### Task material
+ + +
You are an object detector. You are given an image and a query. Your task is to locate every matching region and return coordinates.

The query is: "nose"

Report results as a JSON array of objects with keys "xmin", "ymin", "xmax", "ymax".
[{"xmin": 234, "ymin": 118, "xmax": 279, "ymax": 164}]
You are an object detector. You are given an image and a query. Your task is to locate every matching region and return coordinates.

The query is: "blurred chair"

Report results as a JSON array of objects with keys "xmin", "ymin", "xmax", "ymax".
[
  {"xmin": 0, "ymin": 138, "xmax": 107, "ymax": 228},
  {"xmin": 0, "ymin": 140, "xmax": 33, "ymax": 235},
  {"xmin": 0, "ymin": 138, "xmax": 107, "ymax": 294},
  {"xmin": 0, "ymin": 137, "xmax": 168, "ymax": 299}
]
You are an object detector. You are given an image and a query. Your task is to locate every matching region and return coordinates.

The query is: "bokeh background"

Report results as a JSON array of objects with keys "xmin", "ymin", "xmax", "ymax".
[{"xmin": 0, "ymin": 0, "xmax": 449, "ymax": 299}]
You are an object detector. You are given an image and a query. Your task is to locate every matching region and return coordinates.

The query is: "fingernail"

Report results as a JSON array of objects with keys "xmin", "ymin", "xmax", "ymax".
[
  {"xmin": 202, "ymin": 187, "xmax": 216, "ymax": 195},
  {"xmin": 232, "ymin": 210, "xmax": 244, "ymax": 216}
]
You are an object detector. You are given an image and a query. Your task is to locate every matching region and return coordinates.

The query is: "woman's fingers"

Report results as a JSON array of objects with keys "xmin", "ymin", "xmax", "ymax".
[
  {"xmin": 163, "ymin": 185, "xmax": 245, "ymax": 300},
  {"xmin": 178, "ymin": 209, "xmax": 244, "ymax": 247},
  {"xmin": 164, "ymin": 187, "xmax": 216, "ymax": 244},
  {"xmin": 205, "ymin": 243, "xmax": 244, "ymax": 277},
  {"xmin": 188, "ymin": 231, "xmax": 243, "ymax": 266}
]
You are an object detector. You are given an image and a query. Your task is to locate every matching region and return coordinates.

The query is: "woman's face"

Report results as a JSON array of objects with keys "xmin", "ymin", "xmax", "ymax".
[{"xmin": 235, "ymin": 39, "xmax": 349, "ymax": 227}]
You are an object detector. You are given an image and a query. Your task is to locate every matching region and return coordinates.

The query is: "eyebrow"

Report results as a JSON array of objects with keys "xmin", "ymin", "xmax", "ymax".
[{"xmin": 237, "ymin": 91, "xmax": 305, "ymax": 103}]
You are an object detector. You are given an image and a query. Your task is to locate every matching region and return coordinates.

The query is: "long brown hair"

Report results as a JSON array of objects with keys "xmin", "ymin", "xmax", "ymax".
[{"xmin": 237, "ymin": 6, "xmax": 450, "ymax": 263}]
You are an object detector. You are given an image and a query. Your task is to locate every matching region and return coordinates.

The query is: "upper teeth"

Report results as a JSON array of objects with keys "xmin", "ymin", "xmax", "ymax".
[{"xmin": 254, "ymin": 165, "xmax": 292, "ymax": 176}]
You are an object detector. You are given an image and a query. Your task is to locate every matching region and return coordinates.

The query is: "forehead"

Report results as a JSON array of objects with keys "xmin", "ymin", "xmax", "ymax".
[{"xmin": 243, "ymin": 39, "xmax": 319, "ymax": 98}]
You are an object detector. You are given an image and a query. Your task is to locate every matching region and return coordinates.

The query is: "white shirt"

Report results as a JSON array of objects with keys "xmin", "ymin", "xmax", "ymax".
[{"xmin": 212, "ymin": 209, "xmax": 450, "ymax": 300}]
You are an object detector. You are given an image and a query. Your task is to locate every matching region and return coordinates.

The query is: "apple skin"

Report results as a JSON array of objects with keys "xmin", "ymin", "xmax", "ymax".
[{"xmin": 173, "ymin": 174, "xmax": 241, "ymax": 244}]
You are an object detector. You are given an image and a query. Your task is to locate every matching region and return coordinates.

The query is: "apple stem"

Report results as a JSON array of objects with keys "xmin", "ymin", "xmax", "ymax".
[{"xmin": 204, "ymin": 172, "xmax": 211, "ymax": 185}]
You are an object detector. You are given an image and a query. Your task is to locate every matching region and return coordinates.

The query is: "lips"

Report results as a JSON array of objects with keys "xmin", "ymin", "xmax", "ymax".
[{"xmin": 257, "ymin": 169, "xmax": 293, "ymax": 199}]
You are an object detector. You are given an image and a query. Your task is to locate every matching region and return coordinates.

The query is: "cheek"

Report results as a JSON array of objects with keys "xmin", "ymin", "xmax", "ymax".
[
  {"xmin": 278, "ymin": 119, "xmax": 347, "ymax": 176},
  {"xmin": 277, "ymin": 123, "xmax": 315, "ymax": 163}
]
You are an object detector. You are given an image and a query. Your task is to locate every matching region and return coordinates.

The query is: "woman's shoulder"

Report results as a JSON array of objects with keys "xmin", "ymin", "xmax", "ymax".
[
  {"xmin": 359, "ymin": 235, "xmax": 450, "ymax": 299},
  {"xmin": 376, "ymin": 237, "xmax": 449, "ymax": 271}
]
+ + +
In the lines above, every record is to be repeated exactly.

You are an object detector. You are given an image and a query. Your task is to locate every matching region and return coordinates.

The query is: "nose"

Report results as a JSON array of objects with keys "xmin", "ymin", "xmax", "ymax".
[{"xmin": 234, "ymin": 118, "xmax": 279, "ymax": 164}]
You are an object detector. You are given an image and a query. Your task is to locate every matching region and return coordinates.

The query is: "blurred chair"

Report results as a JSON array of objects with keys "xmin", "ymin", "xmax", "ymax".
[
  {"xmin": 0, "ymin": 138, "xmax": 107, "ymax": 228},
  {"xmin": 0, "ymin": 140, "xmax": 33, "ymax": 235},
  {"xmin": 0, "ymin": 138, "xmax": 107, "ymax": 294},
  {"xmin": 0, "ymin": 137, "xmax": 168, "ymax": 299}
]
You are an object detector. You are given an image and a query. Your task is to locate every matching region and return coordinates.

The query is: "bokeh background"

Report results as a JSON array of objects with keys "xmin", "ymin", "xmax", "ymax".
[{"xmin": 0, "ymin": 0, "xmax": 449, "ymax": 299}]
You are an object detector. You are given an image and a query. Your task is to locate every matching region and return coordinates.

The query is: "fingernail"

Report results as a JSON array of objects with keys "xmin", "ymin", "xmax", "ymax".
[
  {"xmin": 202, "ymin": 187, "xmax": 216, "ymax": 195},
  {"xmin": 232, "ymin": 210, "xmax": 244, "ymax": 216}
]
You are an object detector. You are given an image and a query. Your task is to locate every matching region and return coordinates.

The query is: "woman's fingers"

Report results as a JSON array of objects with keys "xmin", "ymin", "xmax", "ymax".
[
  {"xmin": 163, "ymin": 185, "xmax": 245, "ymax": 300},
  {"xmin": 178, "ymin": 209, "xmax": 244, "ymax": 247},
  {"xmin": 164, "ymin": 187, "xmax": 216, "ymax": 244},
  {"xmin": 205, "ymin": 243, "xmax": 244, "ymax": 277},
  {"xmin": 188, "ymin": 231, "xmax": 243, "ymax": 266}
]
You are an object detector. You are given an image and a query. Your task is to locate every matching region and return coordinates.

The query is: "woman's face"

Report results as a JSON array of objects with keys "xmin", "ymin", "xmax", "ymax".
[{"xmin": 235, "ymin": 39, "xmax": 349, "ymax": 227}]
You are an object detector. You are given an image and a query. Your task is to locate every matching region and return coordinates.

The query is: "eyebrow"

Report results as a JSON array of objects with keys "xmin", "ymin", "xmax", "ymax".
[{"xmin": 237, "ymin": 91, "xmax": 305, "ymax": 103}]
You are an object detector. You are given an image and a query. Your task is to locate every matching region and return coordinates.

The query is: "long brown hair"

Report results as a JSON array of objects with keys "xmin", "ymin", "xmax", "ymax".
[{"xmin": 237, "ymin": 6, "xmax": 450, "ymax": 263}]
You are an object detector. You are given an image and a query. Your task is to locate every matching region and return coordinates.

The query is: "upper teeth"

Report results as a JSON array of objects with keys "xmin", "ymin", "xmax", "ymax".
[{"xmin": 254, "ymin": 165, "xmax": 292, "ymax": 176}]
You are an object detector. You are given an image and a query. Your task is to locate every matching region and return coordinates.

The query is: "forehead"

Report results as a JSON array of objects with keys "xmin", "ymin", "xmax", "ymax".
[{"xmin": 243, "ymin": 39, "xmax": 319, "ymax": 98}]
You are an object detector. You are given an image and a query. Your task is to locate every matching region and return coordinates.

The query is: "white shirt"

Report results as a JSON array of objects with keys "xmin", "ymin", "xmax", "ymax".
[{"xmin": 212, "ymin": 209, "xmax": 450, "ymax": 300}]
You are an object detector. You are given an image and a query. Your task is to locate every matching region and return coordinates.

The query is: "apple skin"

Report results as a JSON array of objects with keys "xmin", "ymin", "xmax", "ymax".
[{"xmin": 173, "ymin": 174, "xmax": 241, "ymax": 244}]
You are an object detector. You are given an image and a query. Your task is to locate every matching region and return coordinates.

The query is: "apple stem"

Report results as a JSON array of objects with keys "xmin", "ymin", "xmax", "ymax".
[{"xmin": 204, "ymin": 172, "xmax": 211, "ymax": 185}]
You are an object detector. You are given an image and a query. Your task is to locate every matching region and return coordinates.

The query is: "lips"

Report results as a JSON array of objects with keys "xmin", "ymin", "xmax", "ymax".
[{"xmin": 257, "ymin": 169, "xmax": 293, "ymax": 199}]
You are an object detector. You are given an image and a query. Your task is to locate every matching region and return coordinates.

The query is: "cheek"

Report results as a JSON array of objects with keys "xmin", "ymin", "xmax", "ymax".
[
  {"xmin": 278, "ymin": 119, "xmax": 347, "ymax": 176},
  {"xmin": 277, "ymin": 123, "xmax": 315, "ymax": 163}
]
You are an object detector. You are given an image and a query. Your task is to locate every matching region and return coordinates.

The query is: "woman's shoulder"

Report results as a JSON array of objects with keys "xmin", "ymin", "xmax", "ymax".
[
  {"xmin": 359, "ymin": 235, "xmax": 450, "ymax": 299},
  {"xmin": 376, "ymin": 237, "xmax": 449, "ymax": 271}
]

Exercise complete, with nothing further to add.